— What the task requires —
Continue the 2N1 Skate Shoppe blog text below, beginning after its final heading.

— Page —
Begin

Tuesday, April 30, 2013

You can help 2N1 Skate Shoppe!

I know I promised you a continuation of the Outdoor Skating article, and it is in the works!  I just wanted to let you know that 2N1 Skate Shoppe is entered into a contest to win $5,000!  Please click the link below to vote - you don't have to sign up or anything and you can vote once per day until May 6th.  More money means more giveaways!

Also, keep the haikus coming!  They are creative and entertaining.  If you submit one, you might be the owner of some new Heartless wheels!  See how to enter in the Outdoor Skating post.

Until we skate again,

Tuesday, April 23, 2013

Tis the Season...for Outdoor Skating!

End

— Material —
Begin

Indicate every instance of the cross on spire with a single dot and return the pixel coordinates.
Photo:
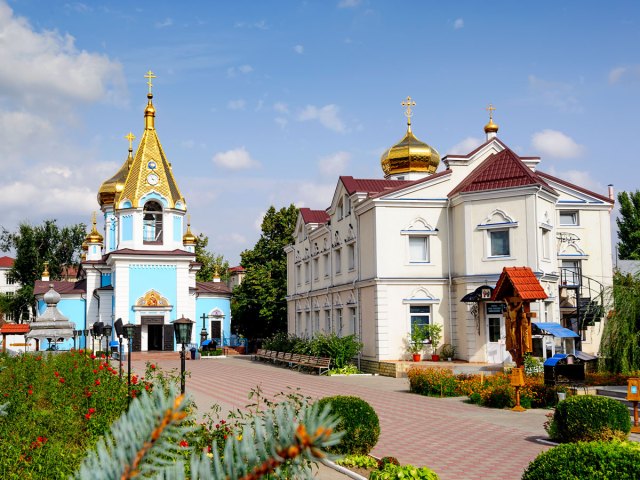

End

— Task response —
Spring is finally here! (For us in the Northern hemisphere that is...) and that means Outdoor Skating!  So other than the wind blowing through your hair and getting a nice dose of vitamin D from the sun, what does that mean for us?  Well, when trail skating you have to hop over obstacles, stop quickly, skate up hills, and deal with different skating surfaces which helps you to become a more confident and skilled skater.  Here are a few tips for those brave enough to hit the trails on eight wheels.
I've heard from a lot of skaters who are upgrading from their first pair of skates that they are going to use their old skates as "outdoor skates."  From my experience, this rarely actually happens.  Once you get used to your awesome new skates it is quite difficult, and often unnecessary, to go back to that old pair. 

If you are bouting, scrimmaging, or doing some seriously heavy practicing on asphalt where you are going to be falling a lot, then I could see wanting to wear your less expensive boots...but if you are just going to be doing some trail skating or practicing on smooth concrete there really isn't a need to keep those old skates around.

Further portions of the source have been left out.